● **Activity**
Range to output from the entries below: the line containing "Target: garage wall" through the line containing "point: car front". Set it down exactly, ends included, nothing else.

Segment Start: Excerpted records

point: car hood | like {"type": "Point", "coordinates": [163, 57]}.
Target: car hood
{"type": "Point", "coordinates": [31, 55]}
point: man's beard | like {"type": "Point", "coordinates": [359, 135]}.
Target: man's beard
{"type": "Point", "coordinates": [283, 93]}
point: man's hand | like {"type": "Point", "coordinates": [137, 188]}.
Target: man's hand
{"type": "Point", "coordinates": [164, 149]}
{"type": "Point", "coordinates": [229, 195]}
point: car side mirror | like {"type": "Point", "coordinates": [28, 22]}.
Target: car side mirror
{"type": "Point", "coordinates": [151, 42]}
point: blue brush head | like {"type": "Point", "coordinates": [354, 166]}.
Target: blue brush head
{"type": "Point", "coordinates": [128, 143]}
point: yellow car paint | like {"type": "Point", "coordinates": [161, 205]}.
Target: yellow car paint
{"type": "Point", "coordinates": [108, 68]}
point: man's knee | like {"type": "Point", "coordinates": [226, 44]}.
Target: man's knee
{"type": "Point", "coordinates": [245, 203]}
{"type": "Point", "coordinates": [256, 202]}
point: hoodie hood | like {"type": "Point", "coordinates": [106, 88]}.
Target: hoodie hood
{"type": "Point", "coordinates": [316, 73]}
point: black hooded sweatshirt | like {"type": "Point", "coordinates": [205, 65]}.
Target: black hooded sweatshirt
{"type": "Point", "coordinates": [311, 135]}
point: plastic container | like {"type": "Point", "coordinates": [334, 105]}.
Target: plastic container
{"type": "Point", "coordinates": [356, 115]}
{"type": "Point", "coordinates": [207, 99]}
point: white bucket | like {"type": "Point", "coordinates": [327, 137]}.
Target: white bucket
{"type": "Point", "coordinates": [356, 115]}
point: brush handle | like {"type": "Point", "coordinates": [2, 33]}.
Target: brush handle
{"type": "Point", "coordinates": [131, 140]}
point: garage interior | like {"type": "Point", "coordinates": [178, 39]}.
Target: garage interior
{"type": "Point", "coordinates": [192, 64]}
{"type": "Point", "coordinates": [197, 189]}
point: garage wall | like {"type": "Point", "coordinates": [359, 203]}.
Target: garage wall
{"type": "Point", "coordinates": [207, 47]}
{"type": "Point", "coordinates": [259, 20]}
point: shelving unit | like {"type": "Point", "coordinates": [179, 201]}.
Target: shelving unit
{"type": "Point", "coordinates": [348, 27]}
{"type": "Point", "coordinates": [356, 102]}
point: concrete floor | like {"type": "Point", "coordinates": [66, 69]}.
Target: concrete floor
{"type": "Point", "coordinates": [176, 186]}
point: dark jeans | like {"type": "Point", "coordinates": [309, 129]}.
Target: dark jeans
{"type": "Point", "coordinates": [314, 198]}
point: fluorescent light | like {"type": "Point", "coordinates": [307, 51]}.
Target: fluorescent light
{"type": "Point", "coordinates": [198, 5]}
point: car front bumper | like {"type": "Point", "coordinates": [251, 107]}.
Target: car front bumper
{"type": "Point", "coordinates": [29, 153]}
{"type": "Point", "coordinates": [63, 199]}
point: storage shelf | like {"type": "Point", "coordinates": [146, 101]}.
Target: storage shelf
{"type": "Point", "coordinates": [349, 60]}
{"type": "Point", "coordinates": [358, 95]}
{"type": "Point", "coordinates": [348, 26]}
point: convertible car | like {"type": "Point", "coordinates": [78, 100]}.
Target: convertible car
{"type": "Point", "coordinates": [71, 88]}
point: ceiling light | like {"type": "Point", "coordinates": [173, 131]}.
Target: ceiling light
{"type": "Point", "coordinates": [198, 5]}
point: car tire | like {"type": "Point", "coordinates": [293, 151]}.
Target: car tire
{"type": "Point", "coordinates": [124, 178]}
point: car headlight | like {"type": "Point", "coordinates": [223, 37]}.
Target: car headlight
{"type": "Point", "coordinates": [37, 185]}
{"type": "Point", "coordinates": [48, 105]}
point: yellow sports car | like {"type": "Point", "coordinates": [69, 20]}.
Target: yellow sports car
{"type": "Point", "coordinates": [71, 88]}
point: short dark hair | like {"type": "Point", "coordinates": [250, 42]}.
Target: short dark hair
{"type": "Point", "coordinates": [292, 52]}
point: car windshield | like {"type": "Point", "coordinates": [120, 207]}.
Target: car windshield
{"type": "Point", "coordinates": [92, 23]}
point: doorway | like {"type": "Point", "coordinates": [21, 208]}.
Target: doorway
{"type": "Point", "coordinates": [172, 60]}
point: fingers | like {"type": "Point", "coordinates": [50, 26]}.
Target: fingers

Segment End: Excerpted records

● **Answer to this problem**
Target: garage wall
{"type": "Point", "coordinates": [207, 47]}
{"type": "Point", "coordinates": [259, 20]}
point: shelving unit | like {"type": "Point", "coordinates": [179, 201]}.
Target: shelving unit
{"type": "Point", "coordinates": [348, 27]}
{"type": "Point", "coordinates": [356, 102]}
point: concrete floor | like {"type": "Point", "coordinates": [66, 69]}.
Target: concrete floor
{"type": "Point", "coordinates": [176, 186]}
point: dark jeans | like {"type": "Point", "coordinates": [309, 129]}.
Target: dark jeans
{"type": "Point", "coordinates": [314, 198]}
point: fluorescent light | like {"type": "Point", "coordinates": [307, 51]}.
Target: fluorescent light
{"type": "Point", "coordinates": [198, 5]}
point: car front bumper | like {"type": "Point", "coordinates": [251, 107]}.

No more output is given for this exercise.